Problem description
From the data below, copy exactly the lines that lie between the one holding "Target: dark blurred object in background" and the one holding "Target: dog's snout", including both, and nothing more.

Dataset extract
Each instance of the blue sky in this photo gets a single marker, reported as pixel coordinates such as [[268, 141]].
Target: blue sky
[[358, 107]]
* * *
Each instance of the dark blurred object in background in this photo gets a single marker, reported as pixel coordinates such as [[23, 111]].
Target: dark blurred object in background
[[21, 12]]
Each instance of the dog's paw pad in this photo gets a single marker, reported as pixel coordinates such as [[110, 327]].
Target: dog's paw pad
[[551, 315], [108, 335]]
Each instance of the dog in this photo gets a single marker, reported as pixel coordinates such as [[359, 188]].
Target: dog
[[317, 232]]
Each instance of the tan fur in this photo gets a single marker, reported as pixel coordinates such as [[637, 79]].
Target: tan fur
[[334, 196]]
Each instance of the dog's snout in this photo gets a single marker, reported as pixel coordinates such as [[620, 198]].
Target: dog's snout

Response to this exercise
Target: dark blurred object in background
[[21, 12]]
Each instance of the dog's paw pad in this photo gets a single marker, reported as pixel coordinates such as [[110, 327]].
Target: dog's paw pad
[[551, 315], [108, 335]]
Each instance of the dog in this photo gets a single marker, reported as pixel coordinates such as [[359, 188]].
Target: dog
[[317, 232]]
Each instance of the tan fur in this photo gets a single marker, reported as pixel coordinates such as [[637, 79]].
Target: tan fur
[[334, 196]]
Each instance of the dog's snout in this photo gets a single marker, reported as pixel coordinates such as [[620, 198]].
Target: dog's snout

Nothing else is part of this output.